文档摘录:

──────────

2020-05-09

tvm graph_runtime 分析

runtime总体逻辑

runtime总体逻辑是：读出编译好的运算图(包含了二进制代码和描述信息)；根据运算图信息为各个存储节点分配储存；构建可执行OP的函数体(实际是调用已经编译好的代码)；逐个执行可执行的OP。

代码逻辑

用户编译和运行深度学习模型的典型python代码片段如下所示

with relay.build_config(opt_level=3):
    graph, lib, params = relay.build(net, target=target_n, params=params)

ctx = [cpu_ctx, gpu_ctx]
module = graph_runtime.create(graph, lib, ctx)
module.run()

在python端调用graph_runtime.create，会走到GraphRuntimeCreate，然后再到
GraphRuntime::Init创建runtime结构，并返回Module结构给python。python端通过module.run()方法来运行模型。

──────────

数据源记录:
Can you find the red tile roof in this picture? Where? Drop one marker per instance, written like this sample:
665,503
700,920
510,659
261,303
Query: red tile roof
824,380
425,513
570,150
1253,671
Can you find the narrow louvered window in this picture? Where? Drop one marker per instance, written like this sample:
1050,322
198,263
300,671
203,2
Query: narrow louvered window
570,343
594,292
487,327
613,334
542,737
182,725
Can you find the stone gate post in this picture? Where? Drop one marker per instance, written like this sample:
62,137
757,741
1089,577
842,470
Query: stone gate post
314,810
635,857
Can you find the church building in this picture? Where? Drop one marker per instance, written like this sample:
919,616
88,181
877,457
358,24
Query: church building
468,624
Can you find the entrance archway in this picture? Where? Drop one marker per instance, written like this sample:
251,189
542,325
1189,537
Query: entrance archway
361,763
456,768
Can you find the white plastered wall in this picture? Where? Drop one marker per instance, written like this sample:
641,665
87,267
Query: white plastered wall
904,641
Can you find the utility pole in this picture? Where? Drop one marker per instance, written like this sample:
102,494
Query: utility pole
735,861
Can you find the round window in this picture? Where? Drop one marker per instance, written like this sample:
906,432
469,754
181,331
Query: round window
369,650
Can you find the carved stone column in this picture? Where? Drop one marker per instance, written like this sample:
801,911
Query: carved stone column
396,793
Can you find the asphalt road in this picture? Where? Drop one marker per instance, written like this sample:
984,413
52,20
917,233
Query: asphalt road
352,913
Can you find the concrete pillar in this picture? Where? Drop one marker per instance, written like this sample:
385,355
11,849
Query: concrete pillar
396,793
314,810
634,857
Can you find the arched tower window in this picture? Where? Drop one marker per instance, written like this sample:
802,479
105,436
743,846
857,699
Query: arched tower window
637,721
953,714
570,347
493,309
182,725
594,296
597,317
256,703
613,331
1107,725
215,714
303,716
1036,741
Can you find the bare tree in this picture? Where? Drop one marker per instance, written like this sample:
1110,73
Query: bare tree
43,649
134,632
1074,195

──────────

任务要求:
根据上文的 TVM graph_runtime 分析回答下列问题：
(a) runtime 总体逻辑中的最后一步是什么？
(b) 示例代码中 relay.build 返回哪三个值？
(c) python 端调用 graph_runtime.create 后，由哪个函数创建 runtime 结构？

作答示例:
(a) 逐个执行可执行的OP。
(b) graph、lib 和 params。
(c) GraphRuntime::Init。